Armenian families still living in containers from 1988 quake

USA Today
Armenian families still living in containers from 1988 quake

Spitak suffered an earthquake 28 years ago, but the local authorities are failing to cope with its consequences even today. A journalist from USA Today visited the region and saw how people live there today.

It was in December 1988. Tens of thousands died and some half a million were left homeless. After local authorities realized how overmatched they were, shipping containers full of relief supplies flooded in. So, picture desperate families, a harsh Armenian winter, and shipping containers everywhere. An immediate solution presented itself: People moved into the containers. They were better than freezing to death, but not much better. They lacked heating, cooling, plumbing, windows and wiring. Desperate people burned toxic quake debris and trash to cook and keep warm. The situation was supposed to be temporary. The Soviet Union did provide housing for many. But soon the USSR went the way of so many of its crumbled Armenian buildings. Regional conflicts flared up and new nations struggled to adapt to a completely different economic system. Some of the struggles continue, and today, there are still families living in those same shipping containers. In the hard-hit city of Gyumrialone, roughly 10,000 people — men, women, children, generations — still live in them. The domiks were barely habitable to begin with. Though some have improvised insulation and jerry-rigged wiring, they’re generally worse than they were before. After almost 30 years, they’ve rotted and they’re increasingly unstable.

• **INFORMATION PROVIDED**
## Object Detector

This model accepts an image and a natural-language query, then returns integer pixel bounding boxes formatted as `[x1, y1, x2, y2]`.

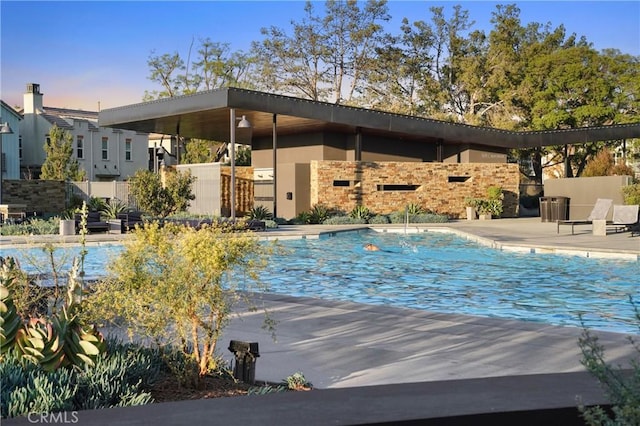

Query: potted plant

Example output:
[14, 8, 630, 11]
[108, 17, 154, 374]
[464, 197, 481, 220]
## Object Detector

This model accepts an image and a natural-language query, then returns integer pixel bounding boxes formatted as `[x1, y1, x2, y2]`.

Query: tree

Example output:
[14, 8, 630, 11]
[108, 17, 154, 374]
[40, 124, 86, 181]
[252, 0, 390, 104]
[582, 149, 635, 177]
[129, 170, 195, 218]
[87, 223, 273, 378]
[578, 296, 640, 426]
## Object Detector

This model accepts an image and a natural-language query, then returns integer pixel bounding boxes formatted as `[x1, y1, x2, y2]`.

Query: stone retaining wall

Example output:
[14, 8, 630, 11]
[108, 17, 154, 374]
[2, 179, 66, 214]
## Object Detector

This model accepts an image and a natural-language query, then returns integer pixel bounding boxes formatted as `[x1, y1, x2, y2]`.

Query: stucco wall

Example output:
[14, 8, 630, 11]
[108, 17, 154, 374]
[310, 161, 520, 218]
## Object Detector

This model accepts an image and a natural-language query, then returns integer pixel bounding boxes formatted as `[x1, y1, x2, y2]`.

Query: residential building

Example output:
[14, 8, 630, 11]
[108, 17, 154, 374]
[20, 83, 148, 181]
[0, 101, 22, 179]
[100, 87, 640, 219]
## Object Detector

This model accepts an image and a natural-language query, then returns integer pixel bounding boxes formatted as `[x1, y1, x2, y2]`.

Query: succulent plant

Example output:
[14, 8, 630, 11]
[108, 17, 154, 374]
[0, 279, 22, 354]
[16, 318, 64, 371]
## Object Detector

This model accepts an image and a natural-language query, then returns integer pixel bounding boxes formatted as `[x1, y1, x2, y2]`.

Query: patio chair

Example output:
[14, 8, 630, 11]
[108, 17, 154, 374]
[607, 204, 640, 235]
[556, 198, 613, 235]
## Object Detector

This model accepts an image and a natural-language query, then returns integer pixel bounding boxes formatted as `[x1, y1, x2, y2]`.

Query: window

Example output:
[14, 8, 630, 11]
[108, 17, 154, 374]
[378, 185, 420, 191]
[76, 135, 84, 159]
[102, 136, 109, 160]
[449, 176, 471, 182]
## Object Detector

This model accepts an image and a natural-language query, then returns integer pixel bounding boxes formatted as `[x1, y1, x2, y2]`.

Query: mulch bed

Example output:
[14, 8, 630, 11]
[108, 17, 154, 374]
[151, 376, 252, 402]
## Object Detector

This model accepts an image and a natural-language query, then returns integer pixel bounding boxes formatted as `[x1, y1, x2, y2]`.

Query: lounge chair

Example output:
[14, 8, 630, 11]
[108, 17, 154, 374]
[556, 198, 613, 235]
[607, 204, 640, 235]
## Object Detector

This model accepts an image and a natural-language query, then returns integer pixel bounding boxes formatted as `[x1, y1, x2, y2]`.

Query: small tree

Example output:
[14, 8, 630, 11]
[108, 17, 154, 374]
[578, 296, 640, 426]
[86, 223, 270, 377]
[40, 124, 86, 181]
[129, 170, 195, 218]
[582, 149, 634, 177]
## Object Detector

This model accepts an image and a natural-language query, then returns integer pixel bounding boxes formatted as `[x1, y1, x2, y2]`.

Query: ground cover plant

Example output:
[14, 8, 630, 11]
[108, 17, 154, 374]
[0, 210, 311, 418]
[85, 223, 273, 380]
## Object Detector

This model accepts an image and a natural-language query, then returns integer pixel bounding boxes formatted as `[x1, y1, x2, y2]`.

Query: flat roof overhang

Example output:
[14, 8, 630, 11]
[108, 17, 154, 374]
[99, 88, 640, 148]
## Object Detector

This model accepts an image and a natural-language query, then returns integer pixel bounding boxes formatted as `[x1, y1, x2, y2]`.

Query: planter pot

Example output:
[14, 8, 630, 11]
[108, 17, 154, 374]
[60, 219, 76, 235]
[467, 207, 476, 220]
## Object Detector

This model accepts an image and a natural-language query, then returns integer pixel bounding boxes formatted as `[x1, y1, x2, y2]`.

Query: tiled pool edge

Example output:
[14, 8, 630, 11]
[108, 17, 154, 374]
[369, 225, 640, 261]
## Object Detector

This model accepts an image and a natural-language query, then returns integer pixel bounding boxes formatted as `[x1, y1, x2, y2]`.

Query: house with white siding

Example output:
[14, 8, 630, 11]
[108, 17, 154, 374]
[19, 83, 149, 181]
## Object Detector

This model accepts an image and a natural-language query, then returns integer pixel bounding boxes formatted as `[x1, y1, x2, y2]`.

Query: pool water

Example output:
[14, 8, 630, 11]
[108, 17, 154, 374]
[262, 232, 640, 334]
[0, 231, 640, 334]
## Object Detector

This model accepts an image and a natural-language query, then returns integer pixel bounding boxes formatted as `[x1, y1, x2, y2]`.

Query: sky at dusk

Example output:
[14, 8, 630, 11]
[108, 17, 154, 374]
[0, 0, 640, 111]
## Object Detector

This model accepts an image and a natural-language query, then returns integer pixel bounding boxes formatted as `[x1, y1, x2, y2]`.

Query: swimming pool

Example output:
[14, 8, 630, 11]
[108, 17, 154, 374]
[0, 231, 640, 334]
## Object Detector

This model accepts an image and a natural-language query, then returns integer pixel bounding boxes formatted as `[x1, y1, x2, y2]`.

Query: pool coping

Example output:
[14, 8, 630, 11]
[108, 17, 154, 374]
[0, 218, 640, 261]
[369, 225, 640, 261]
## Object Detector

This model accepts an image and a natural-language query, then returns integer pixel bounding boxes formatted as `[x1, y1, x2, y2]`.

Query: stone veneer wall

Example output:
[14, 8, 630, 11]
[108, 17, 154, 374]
[310, 161, 520, 218]
[2, 179, 66, 214]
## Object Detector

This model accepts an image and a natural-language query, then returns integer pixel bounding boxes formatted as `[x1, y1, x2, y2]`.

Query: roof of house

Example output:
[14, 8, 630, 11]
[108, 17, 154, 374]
[99, 87, 640, 148]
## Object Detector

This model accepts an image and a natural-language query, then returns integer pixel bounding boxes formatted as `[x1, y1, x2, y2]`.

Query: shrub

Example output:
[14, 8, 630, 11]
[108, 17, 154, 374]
[389, 210, 449, 223]
[87, 197, 107, 212]
[98, 198, 129, 219]
[0, 217, 60, 235]
[309, 204, 329, 224]
[322, 216, 367, 225]
[622, 183, 640, 205]
[85, 223, 273, 377]
[247, 206, 273, 220]
[349, 206, 372, 223]
[129, 170, 195, 218]
[369, 214, 391, 225]
[582, 149, 634, 177]
[0, 339, 162, 418]
[292, 212, 311, 225]
[264, 219, 278, 229]
[405, 203, 424, 216]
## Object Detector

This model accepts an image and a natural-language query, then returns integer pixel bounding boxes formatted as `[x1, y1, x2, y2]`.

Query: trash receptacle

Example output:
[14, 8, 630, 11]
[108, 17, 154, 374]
[229, 340, 260, 384]
[540, 197, 569, 222]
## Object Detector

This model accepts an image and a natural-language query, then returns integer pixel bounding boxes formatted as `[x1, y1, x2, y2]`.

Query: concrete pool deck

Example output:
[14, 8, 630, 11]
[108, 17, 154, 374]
[0, 218, 640, 425]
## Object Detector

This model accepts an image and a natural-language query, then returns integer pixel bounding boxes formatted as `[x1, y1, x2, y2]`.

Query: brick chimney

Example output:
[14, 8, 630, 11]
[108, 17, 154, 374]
[23, 83, 42, 114]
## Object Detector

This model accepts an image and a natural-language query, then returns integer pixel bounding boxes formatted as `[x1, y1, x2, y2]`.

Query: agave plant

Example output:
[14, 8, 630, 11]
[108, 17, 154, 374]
[247, 206, 273, 220]
[349, 206, 372, 222]
[309, 204, 329, 224]
[0, 281, 22, 354]
[406, 203, 424, 215]
[15, 318, 64, 371]
[86, 197, 107, 212]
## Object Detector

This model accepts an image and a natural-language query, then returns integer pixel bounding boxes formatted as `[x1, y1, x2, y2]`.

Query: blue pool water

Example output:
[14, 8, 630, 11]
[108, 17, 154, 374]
[0, 232, 640, 334]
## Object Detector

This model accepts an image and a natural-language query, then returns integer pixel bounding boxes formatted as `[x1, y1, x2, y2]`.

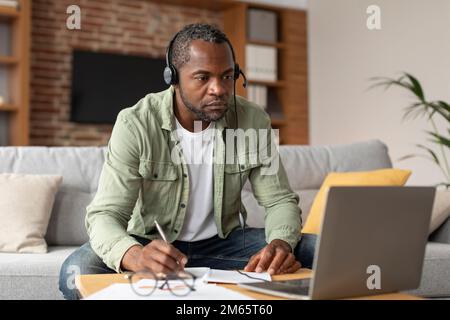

• **EXERCISE REQUIREMENTS**
According to the article about the 1988 Armenian earthquake, what did the shipping containers lack?

• **RESULT FOR THIS TASK**
They lacked heating, cooling, plumbing, windows and wiring.